Each entry below is to be transcribed exactly.
═══ DATASET CONTENT ═══
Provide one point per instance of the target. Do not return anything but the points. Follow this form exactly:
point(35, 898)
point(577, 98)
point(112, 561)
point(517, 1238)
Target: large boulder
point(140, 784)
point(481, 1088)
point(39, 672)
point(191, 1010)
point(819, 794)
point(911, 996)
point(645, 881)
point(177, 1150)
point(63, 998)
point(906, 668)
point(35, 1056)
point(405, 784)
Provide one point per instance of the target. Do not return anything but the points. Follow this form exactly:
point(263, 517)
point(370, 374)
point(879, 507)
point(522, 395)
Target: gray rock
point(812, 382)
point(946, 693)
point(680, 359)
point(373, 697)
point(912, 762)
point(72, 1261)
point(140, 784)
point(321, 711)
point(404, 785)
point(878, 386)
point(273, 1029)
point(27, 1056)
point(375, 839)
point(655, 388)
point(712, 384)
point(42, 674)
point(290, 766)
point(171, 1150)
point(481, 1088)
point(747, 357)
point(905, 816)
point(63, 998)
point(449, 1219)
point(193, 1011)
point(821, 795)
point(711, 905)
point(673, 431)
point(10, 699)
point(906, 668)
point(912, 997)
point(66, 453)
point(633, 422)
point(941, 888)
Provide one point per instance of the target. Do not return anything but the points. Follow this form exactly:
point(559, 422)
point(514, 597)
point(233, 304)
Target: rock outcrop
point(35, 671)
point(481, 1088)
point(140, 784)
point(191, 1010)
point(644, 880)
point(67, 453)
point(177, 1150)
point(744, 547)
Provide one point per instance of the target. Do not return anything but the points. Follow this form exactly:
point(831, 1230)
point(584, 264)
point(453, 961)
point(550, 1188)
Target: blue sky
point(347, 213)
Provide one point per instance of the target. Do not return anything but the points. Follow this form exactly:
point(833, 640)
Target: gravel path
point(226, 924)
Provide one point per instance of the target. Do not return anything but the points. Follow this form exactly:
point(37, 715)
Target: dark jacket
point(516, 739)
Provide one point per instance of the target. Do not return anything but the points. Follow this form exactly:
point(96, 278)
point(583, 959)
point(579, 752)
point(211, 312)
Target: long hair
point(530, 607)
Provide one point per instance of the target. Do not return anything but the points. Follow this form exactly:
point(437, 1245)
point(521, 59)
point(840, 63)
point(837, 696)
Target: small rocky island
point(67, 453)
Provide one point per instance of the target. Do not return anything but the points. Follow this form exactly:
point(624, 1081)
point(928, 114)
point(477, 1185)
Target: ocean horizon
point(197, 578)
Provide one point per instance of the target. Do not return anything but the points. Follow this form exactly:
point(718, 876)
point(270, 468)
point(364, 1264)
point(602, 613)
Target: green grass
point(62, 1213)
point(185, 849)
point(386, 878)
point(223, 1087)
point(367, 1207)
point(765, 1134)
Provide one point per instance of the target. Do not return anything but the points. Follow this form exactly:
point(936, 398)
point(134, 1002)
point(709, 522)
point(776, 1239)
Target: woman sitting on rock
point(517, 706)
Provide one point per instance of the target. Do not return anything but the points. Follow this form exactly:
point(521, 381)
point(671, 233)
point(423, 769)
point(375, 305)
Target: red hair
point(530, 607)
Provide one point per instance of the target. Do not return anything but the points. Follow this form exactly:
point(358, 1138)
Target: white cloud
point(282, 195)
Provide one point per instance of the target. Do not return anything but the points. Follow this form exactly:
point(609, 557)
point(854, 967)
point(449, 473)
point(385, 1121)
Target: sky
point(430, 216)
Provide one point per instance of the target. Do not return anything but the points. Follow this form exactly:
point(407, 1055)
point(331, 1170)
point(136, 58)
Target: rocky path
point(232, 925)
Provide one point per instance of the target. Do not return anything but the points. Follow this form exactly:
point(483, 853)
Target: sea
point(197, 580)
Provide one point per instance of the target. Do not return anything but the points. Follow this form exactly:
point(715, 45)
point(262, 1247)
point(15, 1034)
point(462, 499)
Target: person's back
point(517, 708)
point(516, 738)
═══
WRITTEN REPLY:
Provide one point per instance of the target. Do not return anything but the points. Follow this form exactly:
point(35, 898)
point(577, 98)
point(112, 561)
point(517, 1238)
Target: large boulder
point(140, 784)
point(481, 1088)
point(39, 672)
point(191, 1010)
point(819, 794)
point(911, 996)
point(645, 881)
point(177, 1150)
point(63, 998)
point(906, 668)
point(35, 1056)
point(405, 784)
Provide one point per instance of the target. Do not return anything but the points. Follow this form exactly:
point(263, 517)
point(370, 374)
point(879, 507)
point(522, 395)
Target: gray rock
point(812, 382)
point(946, 693)
point(680, 359)
point(373, 697)
point(912, 762)
point(72, 1261)
point(140, 784)
point(321, 711)
point(404, 785)
point(878, 386)
point(273, 1029)
point(27, 1056)
point(375, 839)
point(655, 388)
point(712, 384)
point(42, 674)
point(290, 766)
point(171, 1150)
point(481, 1088)
point(747, 357)
point(905, 816)
point(63, 998)
point(449, 1219)
point(193, 1011)
point(821, 795)
point(711, 905)
point(673, 431)
point(10, 699)
point(906, 668)
point(912, 997)
point(66, 453)
point(633, 422)
point(941, 888)
Provide one point per instance of the target. Do not return anything but the points. Follow this form exactly:
point(559, 422)
point(514, 597)
point(233, 304)
Target: rock outcrop
point(35, 671)
point(481, 1088)
point(140, 784)
point(191, 1010)
point(644, 880)
point(67, 453)
point(177, 1150)
point(744, 547)
Provide one point per instance of the target. Do not return anything but the points. Follow this form exactly:
point(831, 1230)
point(584, 264)
point(453, 961)
point(550, 1188)
Target: blue sky
point(347, 213)
Provide one point per instance of the target. Do not return anything but the points. Follow this form exactly:
point(833, 640)
Target: gravel path
point(226, 924)
Provide one point per instance of the target. Do not return anything but the points. Follow this form exactly:
point(37, 715)
Target: dark jacket
point(516, 739)
Provide one point per instance of the target. Do not return anything but the points. Follow this form exactly:
point(96, 278)
point(583, 959)
point(579, 752)
point(211, 312)
Target: long hair
point(530, 607)
Provide one point per instance of the target. Do not return anything but the points. Follow this form exactly:
point(437, 1245)
point(521, 59)
point(840, 63)
point(837, 696)
Target: small rocky island
point(67, 453)
Provide one point per instance of the target. Do not return anything but the points. Follow this form exactly:
point(624, 1081)
point(928, 114)
point(477, 1185)
Target: ocean horizon
point(197, 578)
Provide one point per instance of the target. Do not return anything but the points. Follow this form exactly:
point(718, 876)
point(270, 468)
point(364, 1264)
point(602, 613)
Target: green grass
point(62, 1213)
point(185, 849)
point(386, 878)
point(223, 1087)
point(367, 1207)
point(765, 1134)
Provide one point per instance of the target. Do not return anything but the points. Follow this form exactly:
point(936, 398)
point(134, 1002)
point(709, 522)
point(776, 1239)
Target: woman sitting on rock
point(517, 706)
Provide one point per instance of the target. Do not return anything but the points. Follow this form exactly:
point(521, 381)
point(671, 233)
point(423, 769)
point(375, 305)
Target: red hair
point(530, 607)
Provide one point per instance of the target. Do not return anything but the points. Follow this form exactly:
point(358, 1138)
Target: white cloud
point(282, 195)
Provide one point per instance of the target. Do not return anything but the points. Follow this form exactly:
point(609, 557)
point(854, 967)
point(449, 473)
point(385, 1121)
Target: sky
point(430, 216)
Provide one point per instance of the target. Do not return anything but the points. Follow this form exactly:
point(407, 1055)
point(331, 1170)
point(136, 58)
Target: rocky path
point(232, 925)
Provide one point per instance of the target. Do not return anything but the points. Follow this form exactly:
point(483, 853)
Target: sea
point(197, 580)
Provide one point per instance of the target. Do not return anything but the points. Follow this form exactly:
point(715, 45)
point(262, 1247)
point(15, 1034)
point(462, 499)
Target: person's back
point(517, 708)
point(516, 738)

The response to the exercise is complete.